Task directions:
Starting at the line containing "else: point(351, 507)." and ending at the line containing "point(552, 325)", both included, lay out the data as a Markdown table with columns Number and Line, one row per line. Skip blank lines and leave the pictures out.

Data records:
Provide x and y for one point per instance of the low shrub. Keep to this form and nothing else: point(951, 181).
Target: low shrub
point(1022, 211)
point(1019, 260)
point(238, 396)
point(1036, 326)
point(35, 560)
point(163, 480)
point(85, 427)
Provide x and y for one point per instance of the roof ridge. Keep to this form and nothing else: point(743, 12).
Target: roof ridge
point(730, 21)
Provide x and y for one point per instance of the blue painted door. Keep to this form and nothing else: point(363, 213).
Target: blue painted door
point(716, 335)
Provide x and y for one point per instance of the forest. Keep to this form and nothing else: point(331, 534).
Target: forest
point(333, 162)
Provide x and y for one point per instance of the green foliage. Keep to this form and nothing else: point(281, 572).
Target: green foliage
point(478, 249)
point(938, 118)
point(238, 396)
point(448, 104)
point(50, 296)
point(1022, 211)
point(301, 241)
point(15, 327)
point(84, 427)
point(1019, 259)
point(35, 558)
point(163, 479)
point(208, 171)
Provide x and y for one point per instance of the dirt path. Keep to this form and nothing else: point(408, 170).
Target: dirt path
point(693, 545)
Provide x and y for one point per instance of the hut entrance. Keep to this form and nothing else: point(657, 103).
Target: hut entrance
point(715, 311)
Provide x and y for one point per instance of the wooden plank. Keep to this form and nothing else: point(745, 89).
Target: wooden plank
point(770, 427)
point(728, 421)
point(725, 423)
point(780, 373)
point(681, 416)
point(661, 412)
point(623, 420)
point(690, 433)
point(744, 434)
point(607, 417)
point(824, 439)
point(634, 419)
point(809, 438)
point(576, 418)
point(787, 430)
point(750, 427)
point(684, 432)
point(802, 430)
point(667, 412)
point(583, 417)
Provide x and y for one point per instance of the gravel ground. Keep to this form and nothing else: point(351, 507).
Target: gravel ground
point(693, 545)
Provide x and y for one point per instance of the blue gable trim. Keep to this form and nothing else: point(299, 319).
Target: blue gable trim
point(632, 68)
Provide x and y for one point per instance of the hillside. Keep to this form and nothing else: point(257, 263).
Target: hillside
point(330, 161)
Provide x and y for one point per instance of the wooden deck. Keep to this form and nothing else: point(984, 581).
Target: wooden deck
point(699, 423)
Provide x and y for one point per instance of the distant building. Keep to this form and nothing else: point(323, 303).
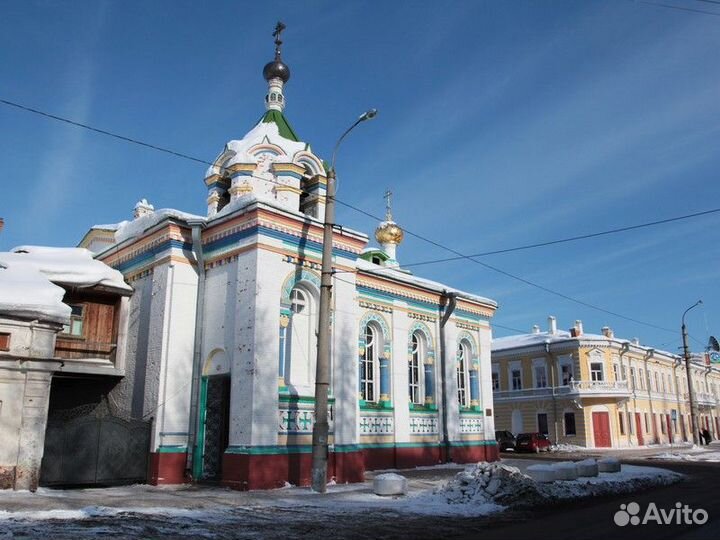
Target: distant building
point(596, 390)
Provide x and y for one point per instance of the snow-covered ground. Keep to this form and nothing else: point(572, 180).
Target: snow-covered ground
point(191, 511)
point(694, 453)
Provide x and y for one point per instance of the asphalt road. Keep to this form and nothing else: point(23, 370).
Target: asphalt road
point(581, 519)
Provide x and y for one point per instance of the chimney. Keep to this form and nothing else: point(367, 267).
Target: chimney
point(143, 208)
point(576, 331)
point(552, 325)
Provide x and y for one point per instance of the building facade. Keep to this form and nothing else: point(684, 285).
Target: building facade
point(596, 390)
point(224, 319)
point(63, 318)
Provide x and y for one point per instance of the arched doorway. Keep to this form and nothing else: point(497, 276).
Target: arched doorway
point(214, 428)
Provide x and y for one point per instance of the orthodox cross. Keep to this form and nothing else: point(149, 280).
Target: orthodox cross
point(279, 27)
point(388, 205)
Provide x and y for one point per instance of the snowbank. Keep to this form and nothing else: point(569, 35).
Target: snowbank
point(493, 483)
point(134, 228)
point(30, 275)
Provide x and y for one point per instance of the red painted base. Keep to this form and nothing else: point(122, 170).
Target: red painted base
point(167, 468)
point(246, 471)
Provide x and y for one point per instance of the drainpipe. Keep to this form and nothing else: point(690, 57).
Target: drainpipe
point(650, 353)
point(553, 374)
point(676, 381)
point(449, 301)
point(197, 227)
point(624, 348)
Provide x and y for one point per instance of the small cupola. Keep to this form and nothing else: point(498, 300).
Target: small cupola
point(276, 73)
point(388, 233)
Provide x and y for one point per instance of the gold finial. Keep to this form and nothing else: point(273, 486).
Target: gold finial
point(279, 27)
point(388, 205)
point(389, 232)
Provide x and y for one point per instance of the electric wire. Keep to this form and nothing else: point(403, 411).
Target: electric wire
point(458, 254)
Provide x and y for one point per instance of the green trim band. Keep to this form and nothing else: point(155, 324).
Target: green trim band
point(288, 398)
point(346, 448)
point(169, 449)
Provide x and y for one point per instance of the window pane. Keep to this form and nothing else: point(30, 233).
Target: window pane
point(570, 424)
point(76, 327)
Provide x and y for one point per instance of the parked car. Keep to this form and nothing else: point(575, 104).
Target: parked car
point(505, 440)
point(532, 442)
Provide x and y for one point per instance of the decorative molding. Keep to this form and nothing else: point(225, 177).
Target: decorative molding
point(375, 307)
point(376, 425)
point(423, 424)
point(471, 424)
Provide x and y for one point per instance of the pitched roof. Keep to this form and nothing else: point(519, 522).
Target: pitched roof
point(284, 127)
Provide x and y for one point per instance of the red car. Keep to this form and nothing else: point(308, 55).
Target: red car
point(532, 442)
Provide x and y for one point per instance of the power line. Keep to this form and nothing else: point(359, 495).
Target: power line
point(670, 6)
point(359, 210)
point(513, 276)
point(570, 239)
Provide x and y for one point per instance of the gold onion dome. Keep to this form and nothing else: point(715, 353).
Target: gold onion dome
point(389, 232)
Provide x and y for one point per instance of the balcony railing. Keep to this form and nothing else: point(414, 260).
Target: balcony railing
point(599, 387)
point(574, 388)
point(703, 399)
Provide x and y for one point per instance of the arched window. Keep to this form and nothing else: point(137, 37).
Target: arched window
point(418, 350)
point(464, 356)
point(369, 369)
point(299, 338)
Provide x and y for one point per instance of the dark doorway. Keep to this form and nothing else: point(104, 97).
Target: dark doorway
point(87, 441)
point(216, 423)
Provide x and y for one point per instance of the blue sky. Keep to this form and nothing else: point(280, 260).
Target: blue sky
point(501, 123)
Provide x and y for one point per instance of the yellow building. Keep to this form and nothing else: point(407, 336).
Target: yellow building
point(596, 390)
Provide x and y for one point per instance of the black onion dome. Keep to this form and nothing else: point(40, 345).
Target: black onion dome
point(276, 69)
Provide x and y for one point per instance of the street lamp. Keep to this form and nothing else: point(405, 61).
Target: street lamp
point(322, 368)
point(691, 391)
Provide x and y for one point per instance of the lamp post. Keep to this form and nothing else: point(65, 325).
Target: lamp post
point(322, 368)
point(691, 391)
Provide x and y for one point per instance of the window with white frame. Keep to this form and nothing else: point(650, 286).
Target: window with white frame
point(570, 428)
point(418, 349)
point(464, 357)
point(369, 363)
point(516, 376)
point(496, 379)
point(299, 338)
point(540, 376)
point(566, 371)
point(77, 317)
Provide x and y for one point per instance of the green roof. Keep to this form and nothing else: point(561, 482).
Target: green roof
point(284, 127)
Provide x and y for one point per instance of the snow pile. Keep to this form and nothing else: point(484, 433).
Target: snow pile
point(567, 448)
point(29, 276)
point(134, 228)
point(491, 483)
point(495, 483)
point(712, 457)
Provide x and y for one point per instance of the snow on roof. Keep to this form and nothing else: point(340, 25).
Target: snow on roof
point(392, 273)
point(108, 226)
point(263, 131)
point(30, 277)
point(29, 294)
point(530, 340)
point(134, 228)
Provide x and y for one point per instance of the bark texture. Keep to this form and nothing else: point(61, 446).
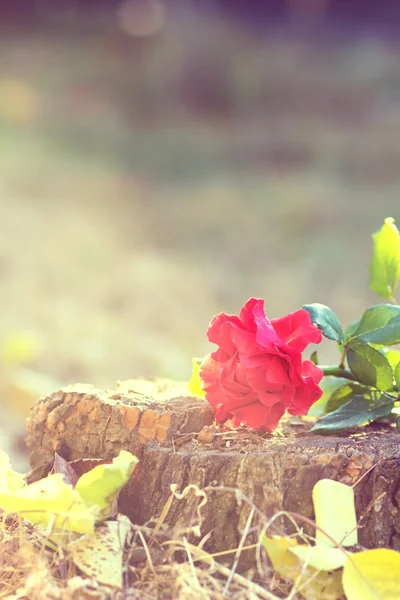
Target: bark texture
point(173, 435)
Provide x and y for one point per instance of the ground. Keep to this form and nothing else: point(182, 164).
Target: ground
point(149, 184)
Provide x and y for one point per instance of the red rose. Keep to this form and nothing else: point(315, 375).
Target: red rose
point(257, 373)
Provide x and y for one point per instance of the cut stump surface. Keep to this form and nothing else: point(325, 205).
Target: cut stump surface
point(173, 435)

Result:
| Number | Line |
|---|---|
| 1 | Provide x and y for one point per instance of the gravel ground. Keep to this form and nothing else: point(351, 507). |
| 2 | Target: gravel ground |
| 3 | point(693, 545) |
| 4 | Provide x and y for one point per instance of the blue gable trim. Keep to this form and nothing else: point(299, 319). |
| 5 | Target: blue gable trim |
| 6 | point(632, 68) |
| 7 | Provide x and y for one point per instance of the hillside. Keep to this form and nothing else: point(257, 263). |
| 8 | Target: hillside |
| 9 | point(330, 161) |
| 10 | Provide x and y for one point per instance of the wooden deck. Keep to this form and nothing else: point(984, 581). |
| 11 | Target: wooden deck |
| 12 | point(699, 423) |
| 13 | Provide x and y for one point per instance of the distant building. Keep to this form and nothing else: point(323, 303). |
| 14 | Target: distant building |
| 15 | point(596, 390) |
| 16 | Provide x and y for one point per instance of the snow-covered ground. Keep to this form and nothing else: point(572, 180). |
| 17 | Target: snow-covered ground |
| 18 | point(191, 511) |
| 19 | point(694, 453) |
| 20 | Provide x and y for one point per instance of the asphalt road. Keep to this form and nothing else: point(23, 370). |
| 21 | Target: asphalt road |
| 22 | point(581, 519) |
| 23 | Provide x and y for one point per instance of the chimney. Keep to this form and nothing else: point(367, 267). |
| 24 | Target: chimney |
| 25 | point(143, 208) |
| 26 | point(576, 331) |
| 27 | point(552, 325) |